**PASSAGE FOR REVIEW**
►
Eventually, the North Korean government decided to release all crew members. The Pueblo is still held by North Korea and remains the second-oldest commissioned ship in the U.S. Navy.

4North Korea is officially NOT Communist anymore.

In 2009, references to Communism were removed from the country's constitution, and "Juche" became the official state ideology, replacing Marxism–Leninism, when the country adopted a new constitution in 1972. Created by Kim Il-sung, it states that the Korean masses are the masters of the country's development, with an emphasis on political, economic and defensive self-sustainability.

5It's not 2013 in North Korea. The year is 102!

The Juche Calendar was introduced in 1997 and is based on Kim Il Sung's date of birth: April 15, 1912. This year is referred to as Juche 1 and the system works forward from there, while it maintains the Gregorian Calendar's traditional months and the number of days in a month.

6North Korea hosts the World's Largest Stadium, seating 150,000 people.

Currently used for football and athletic matches, but most often for Arirang performances --a.k.a. "the Mass Games"-- the May Day Stadium can seat 150,000, the largest of its kind.
◄
**DATASET ENTRIES**
►
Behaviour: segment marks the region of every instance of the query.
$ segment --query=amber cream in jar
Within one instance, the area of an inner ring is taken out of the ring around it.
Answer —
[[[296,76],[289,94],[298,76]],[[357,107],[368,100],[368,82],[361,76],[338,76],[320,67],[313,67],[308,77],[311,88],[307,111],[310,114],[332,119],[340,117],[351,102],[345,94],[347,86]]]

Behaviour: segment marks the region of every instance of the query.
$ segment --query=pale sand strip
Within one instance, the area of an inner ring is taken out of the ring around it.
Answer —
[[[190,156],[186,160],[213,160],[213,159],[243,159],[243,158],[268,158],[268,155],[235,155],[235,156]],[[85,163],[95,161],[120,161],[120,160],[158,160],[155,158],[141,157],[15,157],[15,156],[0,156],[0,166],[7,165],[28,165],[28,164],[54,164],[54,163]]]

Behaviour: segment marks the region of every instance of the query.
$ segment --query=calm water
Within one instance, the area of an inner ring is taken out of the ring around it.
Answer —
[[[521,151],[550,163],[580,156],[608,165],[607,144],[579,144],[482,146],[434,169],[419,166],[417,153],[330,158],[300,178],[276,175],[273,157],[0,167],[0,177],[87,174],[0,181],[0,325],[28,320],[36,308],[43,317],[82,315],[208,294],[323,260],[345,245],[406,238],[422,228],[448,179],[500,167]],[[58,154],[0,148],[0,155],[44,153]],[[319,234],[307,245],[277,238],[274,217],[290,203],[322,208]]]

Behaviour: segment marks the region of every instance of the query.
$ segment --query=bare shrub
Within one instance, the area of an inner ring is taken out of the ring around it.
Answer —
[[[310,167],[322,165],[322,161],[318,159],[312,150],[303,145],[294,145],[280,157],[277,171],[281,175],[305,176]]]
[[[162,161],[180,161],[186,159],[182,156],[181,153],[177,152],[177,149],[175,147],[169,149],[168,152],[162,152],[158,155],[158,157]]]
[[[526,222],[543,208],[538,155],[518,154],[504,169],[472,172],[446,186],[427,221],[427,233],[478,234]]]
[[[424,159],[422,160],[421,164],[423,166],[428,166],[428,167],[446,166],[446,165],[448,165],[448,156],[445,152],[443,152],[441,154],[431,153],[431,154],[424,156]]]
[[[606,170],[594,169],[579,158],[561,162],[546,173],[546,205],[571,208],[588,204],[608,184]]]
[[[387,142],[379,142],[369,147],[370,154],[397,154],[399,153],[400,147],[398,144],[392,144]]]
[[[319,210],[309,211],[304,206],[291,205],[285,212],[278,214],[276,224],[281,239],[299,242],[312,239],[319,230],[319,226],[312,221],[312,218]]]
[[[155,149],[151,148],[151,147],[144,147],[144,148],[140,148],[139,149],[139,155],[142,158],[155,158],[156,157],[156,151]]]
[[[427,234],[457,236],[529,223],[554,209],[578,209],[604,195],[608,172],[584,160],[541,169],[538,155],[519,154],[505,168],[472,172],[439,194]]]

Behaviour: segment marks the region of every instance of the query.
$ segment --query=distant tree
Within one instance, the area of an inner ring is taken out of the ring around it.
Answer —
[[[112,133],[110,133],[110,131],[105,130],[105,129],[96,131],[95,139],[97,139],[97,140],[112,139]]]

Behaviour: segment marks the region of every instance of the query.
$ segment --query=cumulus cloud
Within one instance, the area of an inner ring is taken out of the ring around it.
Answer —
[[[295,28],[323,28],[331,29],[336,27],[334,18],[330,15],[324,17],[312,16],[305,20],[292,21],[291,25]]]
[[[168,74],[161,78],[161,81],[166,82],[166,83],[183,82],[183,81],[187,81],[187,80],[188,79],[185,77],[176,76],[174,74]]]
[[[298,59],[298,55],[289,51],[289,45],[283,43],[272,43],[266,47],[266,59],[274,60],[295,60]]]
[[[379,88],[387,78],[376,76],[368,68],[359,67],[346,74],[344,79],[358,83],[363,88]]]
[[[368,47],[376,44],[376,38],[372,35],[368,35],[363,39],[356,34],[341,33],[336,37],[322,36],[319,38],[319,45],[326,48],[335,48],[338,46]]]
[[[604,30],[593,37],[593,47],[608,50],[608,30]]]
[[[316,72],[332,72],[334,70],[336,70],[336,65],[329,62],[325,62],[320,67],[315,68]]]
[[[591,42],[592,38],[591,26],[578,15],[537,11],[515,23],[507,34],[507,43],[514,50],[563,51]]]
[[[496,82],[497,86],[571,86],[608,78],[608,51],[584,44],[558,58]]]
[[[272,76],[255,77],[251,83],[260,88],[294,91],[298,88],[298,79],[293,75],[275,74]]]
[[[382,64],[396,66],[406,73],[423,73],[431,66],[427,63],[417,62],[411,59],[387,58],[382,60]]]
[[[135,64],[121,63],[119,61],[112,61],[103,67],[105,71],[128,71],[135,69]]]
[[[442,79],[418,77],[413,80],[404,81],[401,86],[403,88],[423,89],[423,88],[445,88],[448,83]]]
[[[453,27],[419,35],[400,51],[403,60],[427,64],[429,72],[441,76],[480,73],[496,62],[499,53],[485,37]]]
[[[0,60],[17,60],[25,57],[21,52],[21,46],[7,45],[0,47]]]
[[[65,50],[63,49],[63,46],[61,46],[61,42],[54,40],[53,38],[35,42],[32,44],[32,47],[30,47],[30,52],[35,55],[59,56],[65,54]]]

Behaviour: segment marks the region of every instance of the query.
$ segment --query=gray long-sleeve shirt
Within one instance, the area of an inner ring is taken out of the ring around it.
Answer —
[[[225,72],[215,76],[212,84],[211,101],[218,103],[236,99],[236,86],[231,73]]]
◄
**PROBLEMS TO WORK ON**
1. According to the North Korea facts text, what date is the Juche Calendar based on?
2. Write the next part of the North Korea facts text, picking up after its last sentence.

**EXERCISE ANSWERS**
1. Kim Il Sung's date of birth, April 15, 1912.

2.
Located in Pyongyang, it was finished in 1989. In the late 1990s, a number of North Korean army generals implicated in an assassination attempt on Kim Jong-il were executed via burning in the stadium.

7In 2012, North Korean archaeologists announced to the world that they "discovered" the resting place of a UNICORN

In November 2012, North Korean archaeologists claimed to discover a mythical unicorn lair belonging to King Tongmyong, founder of the ancient Korean kingdom. The announcement was made by the History Institute of the DPRK Academy of Social Sciences, which reported that the lair was found 220 yards from a temple in Pyongyang. "A rectangular rock carved with words 'Unicorn Lair' stands in front of the lair. The carved words are believed to date back to the period of Koryo Kingdom (918-1392)," the report said. "The temple served as a relief palace for King Tongmyong, in which there is the lair of his unicorn."

8There are 51 "Social Categories" ranked by their loyalty to the regime.

Based on political, social, and economic background for direct ancestors as well as behavior by relatives, the "Songbun" --a North Korean system of ascribed status-- is used to determine whether an individual is trusted with responsibility, given opportunities within North Korea, or even receives adequate food. Songbun affects access to educational and employment opportunities and, particularly, whether a person is eligible to join North Korea's ruling party, the Workers' Party of Korea.

9On the border, there's a GHOST city to encourage South Koreans to enter.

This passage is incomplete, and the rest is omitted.